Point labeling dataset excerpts
## BEGIN
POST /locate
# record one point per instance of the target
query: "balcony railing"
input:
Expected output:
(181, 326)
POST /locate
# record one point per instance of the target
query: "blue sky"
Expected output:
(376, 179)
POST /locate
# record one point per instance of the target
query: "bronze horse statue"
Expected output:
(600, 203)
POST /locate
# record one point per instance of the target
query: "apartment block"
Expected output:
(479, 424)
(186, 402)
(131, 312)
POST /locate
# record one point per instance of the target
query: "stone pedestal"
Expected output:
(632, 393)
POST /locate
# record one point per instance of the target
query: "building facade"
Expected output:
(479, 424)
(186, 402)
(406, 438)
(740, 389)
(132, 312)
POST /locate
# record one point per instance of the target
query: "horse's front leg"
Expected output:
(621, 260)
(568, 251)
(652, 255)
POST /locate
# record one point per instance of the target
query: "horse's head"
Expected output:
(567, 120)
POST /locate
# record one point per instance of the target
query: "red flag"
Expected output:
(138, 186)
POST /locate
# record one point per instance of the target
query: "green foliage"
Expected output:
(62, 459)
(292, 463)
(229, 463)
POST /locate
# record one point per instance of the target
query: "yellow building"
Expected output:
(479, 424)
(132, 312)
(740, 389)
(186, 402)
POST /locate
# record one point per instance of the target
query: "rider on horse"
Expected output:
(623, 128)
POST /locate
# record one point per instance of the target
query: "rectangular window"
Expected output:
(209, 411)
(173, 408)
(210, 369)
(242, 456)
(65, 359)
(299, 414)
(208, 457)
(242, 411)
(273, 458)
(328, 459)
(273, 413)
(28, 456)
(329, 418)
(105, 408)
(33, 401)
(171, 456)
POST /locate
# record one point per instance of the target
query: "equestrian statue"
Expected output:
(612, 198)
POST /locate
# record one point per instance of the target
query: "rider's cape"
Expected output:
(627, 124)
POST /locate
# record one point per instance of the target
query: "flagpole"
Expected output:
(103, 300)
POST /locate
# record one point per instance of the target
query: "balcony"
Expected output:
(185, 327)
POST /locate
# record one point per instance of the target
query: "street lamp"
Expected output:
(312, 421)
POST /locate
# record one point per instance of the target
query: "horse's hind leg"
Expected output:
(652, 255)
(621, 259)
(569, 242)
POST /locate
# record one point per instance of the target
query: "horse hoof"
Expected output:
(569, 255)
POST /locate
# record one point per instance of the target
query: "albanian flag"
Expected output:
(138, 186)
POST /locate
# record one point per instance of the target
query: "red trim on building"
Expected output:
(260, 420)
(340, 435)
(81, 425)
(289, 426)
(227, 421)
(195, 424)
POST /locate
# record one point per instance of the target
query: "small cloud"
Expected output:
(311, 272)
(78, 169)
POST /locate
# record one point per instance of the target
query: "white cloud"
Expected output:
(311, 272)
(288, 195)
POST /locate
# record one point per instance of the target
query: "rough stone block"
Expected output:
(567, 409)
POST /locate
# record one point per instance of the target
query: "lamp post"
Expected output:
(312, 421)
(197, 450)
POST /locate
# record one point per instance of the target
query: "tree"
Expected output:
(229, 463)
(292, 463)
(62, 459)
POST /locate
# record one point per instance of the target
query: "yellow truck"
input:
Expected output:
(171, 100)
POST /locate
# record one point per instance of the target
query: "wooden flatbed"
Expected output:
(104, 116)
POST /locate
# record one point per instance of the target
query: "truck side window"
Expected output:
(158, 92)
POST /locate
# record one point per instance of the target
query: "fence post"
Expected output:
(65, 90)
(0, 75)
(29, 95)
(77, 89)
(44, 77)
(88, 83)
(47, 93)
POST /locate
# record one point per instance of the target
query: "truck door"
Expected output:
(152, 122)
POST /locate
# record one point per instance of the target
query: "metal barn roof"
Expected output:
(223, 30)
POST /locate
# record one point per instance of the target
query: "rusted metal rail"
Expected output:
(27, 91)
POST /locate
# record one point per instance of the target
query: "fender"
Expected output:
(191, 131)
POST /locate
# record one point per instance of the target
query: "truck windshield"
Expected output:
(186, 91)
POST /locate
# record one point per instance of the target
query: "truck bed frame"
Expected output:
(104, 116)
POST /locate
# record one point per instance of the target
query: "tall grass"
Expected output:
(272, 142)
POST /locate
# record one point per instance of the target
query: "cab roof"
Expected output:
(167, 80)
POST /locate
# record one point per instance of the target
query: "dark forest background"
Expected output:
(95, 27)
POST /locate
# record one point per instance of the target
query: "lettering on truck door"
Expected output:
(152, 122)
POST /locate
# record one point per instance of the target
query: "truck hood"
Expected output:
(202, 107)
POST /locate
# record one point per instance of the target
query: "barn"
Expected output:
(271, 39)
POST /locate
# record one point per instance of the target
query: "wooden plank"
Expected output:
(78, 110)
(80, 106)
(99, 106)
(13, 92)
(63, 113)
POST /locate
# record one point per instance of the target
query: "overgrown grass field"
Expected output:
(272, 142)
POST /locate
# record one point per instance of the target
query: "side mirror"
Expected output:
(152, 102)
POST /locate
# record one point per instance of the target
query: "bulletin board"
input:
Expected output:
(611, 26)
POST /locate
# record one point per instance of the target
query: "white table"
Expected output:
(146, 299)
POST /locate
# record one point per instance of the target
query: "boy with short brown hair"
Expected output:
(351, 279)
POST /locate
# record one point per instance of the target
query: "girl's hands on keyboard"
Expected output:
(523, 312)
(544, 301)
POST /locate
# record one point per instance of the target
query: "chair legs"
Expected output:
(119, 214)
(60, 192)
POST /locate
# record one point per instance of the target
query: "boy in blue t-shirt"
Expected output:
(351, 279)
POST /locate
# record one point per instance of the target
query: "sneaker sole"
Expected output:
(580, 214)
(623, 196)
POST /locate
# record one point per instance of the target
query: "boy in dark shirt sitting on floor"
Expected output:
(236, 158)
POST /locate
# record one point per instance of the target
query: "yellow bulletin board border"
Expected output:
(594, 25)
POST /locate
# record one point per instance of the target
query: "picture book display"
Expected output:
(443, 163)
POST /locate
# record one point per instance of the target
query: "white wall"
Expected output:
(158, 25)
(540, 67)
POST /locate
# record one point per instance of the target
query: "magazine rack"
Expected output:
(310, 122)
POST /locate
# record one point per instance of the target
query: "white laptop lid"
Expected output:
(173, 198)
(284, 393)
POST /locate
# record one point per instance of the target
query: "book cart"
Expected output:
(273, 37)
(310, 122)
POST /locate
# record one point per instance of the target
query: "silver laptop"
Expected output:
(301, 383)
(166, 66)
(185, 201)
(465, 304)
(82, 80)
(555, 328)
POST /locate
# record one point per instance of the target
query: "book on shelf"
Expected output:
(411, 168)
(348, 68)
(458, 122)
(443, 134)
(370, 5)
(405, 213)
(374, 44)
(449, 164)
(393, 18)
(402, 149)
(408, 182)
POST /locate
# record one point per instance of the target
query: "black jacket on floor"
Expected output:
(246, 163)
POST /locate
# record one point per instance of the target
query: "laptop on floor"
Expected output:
## END
• [WORK REQUIRED]
All of the data needs to be printed once more, exactly.

• [ANSWER TO THE TASK]
POST /locate
# record one point per instance of the target
query: "balcony railing"
input:
Expected output:
(181, 326)
POST /locate
# record one point per instance of the target
query: "blue sky"
Expected output:
(376, 179)
POST /locate
# record one point per instance of the target
query: "bronze horse statue"
Expected output:
(600, 203)
POST /locate
# record one point per instance of the target
query: "apartment block"
Expected output:
(479, 424)
(186, 402)
(131, 312)
POST /locate
# record one point per instance of the target
query: "stone pedestal"
Expected output:
(632, 393)
POST /locate
# record one point per instance of the target
query: "building facade"
Expected output:
(479, 424)
(186, 402)
(406, 438)
(740, 389)
(132, 312)
POST /locate
# record one point per instance of the target
query: "horse's front leg"
Expected output:
(621, 260)
(568, 251)
(652, 255)
POST /locate
# record one point per instance of the target
query: "horse's head"
Expected output:
(567, 120)
POST /locate
# record one point per instance of the target
query: "red flag"
Expected output:
(138, 186)
POST /locate
# record one point per instance of the target
query: "green foliage"
Expected output:
(62, 459)
(292, 463)
(229, 463)
POST /locate
# record one point per instance of the target
query: "yellow building"
Expected output:
(479, 424)
(132, 312)
(740, 389)
(186, 402)
POST /locate
# record one point per instance of the target
query: "rider on horse"
Expected output:
(623, 128)
POST /locate
# record one point per instance of the target
query: "rectangular window"
Expected output:
(209, 411)
(173, 408)
(210, 369)
(242, 456)
(65, 359)
(299, 414)
(208, 457)
(242, 411)
(273, 458)
(328, 459)
(273, 413)
(28, 456)
(329, 418)
(105, 408)
(33, 401)
(171, 456)
POST /locate
# record one point per instance of the target
query: "equestrian statue"
Expected output:
(612, 198)
POST /locate
# record one point per instance of the target
query: "rider's cape"
Expected output:
(627, 124)
POST /locate
# record one point per instance of the target
query: "flagpole"
Expected output:
(103, 300)
POST /locate
# record one point per instance of the target
query: "balcony"
Expected output:
(185, 327)
POST /locate
# record one point per instance of the target
query: "street lamp"
Expected output:
(312, 421)
POST /locate
# record one point per instance of the target
query: "horse's hind leg"
Expected output:
(652, 255)
(621, 259)
(569, 242)
POST /locate
# record one point per instance of the target
query: "horse hoof"
Expected output:
(569, 255)
POST /locate
# record one point per instance of the target
query: "albanian flag"
Expected output:
(138, 186)
POST /locate
# record one point per instance of the target
query: "red trim on building"
Expected output:
(260, 420)
(340, 435)
(81, 425)
(289, 426)
(227, 421)
(195, 424)
POST /locate
# record one point per instance of the target
query: "small cloud"
Expected output:
(311, 272)
(78, 169)
POST /locate
# record one point per instance of the target
query: "white cloud"
Expected output:
(311, 272)
(288, 195)
POST /locate
# record one point per instance of the target
query: "rough stone block"
Expected output:
(567, 409)
POST /locate
# record one point per instance of the target
query: "lamp post"
Expected output:
(312, 421)
(197, 450)
POST /locate
# record one point per instance of the target
query: "tree"
Expected output:
(229, 463)
(292, 463)
(62, 459)
POST /locate
# record one point per instance of the target
query: "yellow truck"
input:
Expected output:
(171, 100)
POST /locate
# record one point per instance of the target
query: "wooden flatbed"
Expected output:
(104, 116)
POST /locate
# record one point per instance of the target
query: "truck side window"
Expected output:
(158, 92)
POST /locate
# record one point per instance of the target
query: "fence post"
Expected output:
(65, 90)
(0, 75)
(29, 95)
(77, 89)
(44, 77)
(88, 83)
(47, 93)
POST /locate
# record one point per instance of the target
query: "truck door"
Expected output:
(152, 122)
POST /locate
# record one point per instance of the target
query: "metal barn roof"
Expected output:
(223, 30)
POST /locate
# record one point per instance of the target
query: "rusted metal rail"
Expected output:
(27, 91)
POST /locate
# record one point per instance of the target
query: "fender"
Expected output:
(191, 131)
POST /locate
# record one point per instance of the target
query: "truck windshield"
Expected output:
(186, 91)
POST /locate
# record one point per instance of the target
query: "truck bed frame"
Expected output:
(104, 116)
POST /locate
# record one point per instance of the target
query: "tall grass"
Expected output:
(272, 142)
POST /locate
# record one point per instance of the target
query: "cab roof"
Expected output:
(167, 80)
POST /locate
# record one point per instance of the target
query: "dark forest background"
Expected output:
(95, 27)
POST /locate
# record one point per instance of the target
query: "lettering on truck door"
Expected output:
(152, 122)
POST /locate
# record one point per instance of the target
query: "truck hood"
Expected output:
(202, 107)
POST /locate
# record one point per instance of the target
query: "barn"
Expected output:
(271, 39)
POST /locate
# record one point per instance of the target
query: "wooden plank"
Expected output:
(78, 110)
(80, 106)
(99, 106)
(13, 92)
(63, 113)
POST /locate
# record one point per instance of the target
query: "overgrown grass field"
Expected output:
(272, 142)
POST /locate
# record one point per instance of the target
query: "side mirror"
Expected output:
(152, 102)
POST /locate
# record one point per instance of the target
query: "bulletin board"
input:
Expected output:
(611, 26)
POST /locate
# record one point per instance of the target
query: "white table"
Expected output:
(146, 299)
POST /locate
# record one point per instance of the target
query: "boy with short brown hair"
Expected output:
(351, 279)
POST /locate
# record one point per instance of the target
query: "girl's hands on keyboard"
Expected output:
(523, 312)
(544, 301)
POST /locate
# record one point per instance of the target
query: "chair legs"
Expected output:
(119, 214)
(60, 192)
POST /locate
# record one point per instance of the target
query: "boy in blue t-shirt"
Expected output:
(351, 279)
POST /locate
# record one point per instance of the target
query: "sneaker sole"
Expected output:
(580, 214)
(623, 196)
POST /locate
# record one point per instance of the target
query: "boy in dark shirt sitting on floor"
Expected output:
(236, 158)
POST /locate
# record one point per instance of the target
query: "yellow bulletin board border"
Expected output:
(594, 25)
POST /locate
# record one point per instance of the target
query: "picture book display"
Expected output:
(443, 163)
POST /locate
# record one point per instance of the target
query: "white wall"
Expected output:
(158, 25)
(540, 67)
POST /locate
# record one point per instance of the target
query: "magazine rack"
Expected output:
(310, 122)
POST /locate
# record one point per instance of the target
query: "white laptop lid"
Expected output:
(173, 198)
(284, 393)
POST /locate
# record one point per instance of the target
query: "book cart"
Expected output:
(273, 37)
(310, 122)
POST /locate
# record one point per instance of the target
query: "silver laptop"
Expected output:
(301, 383)
(166, 66)
(185, 201)
(465, 304)
(82, 80)
(555, 328)
POST /locate
# record one point per instance of the target
query: "book on shelf"
Expected output:
(411, 168)
(348, 68)
(458, 122)
(443, 134)
(370, 5)
(405, 213)
(374, 44)
(449, 164)
(393, 18)
(402, 149)
(408, 182)
POST /locate
# record one point per instance of the target
query: "black jacket on floor"
Expected output:
(246, 163)
POST /locate
# record one point per instance of the target
query: "laptop on floor"
Expected output:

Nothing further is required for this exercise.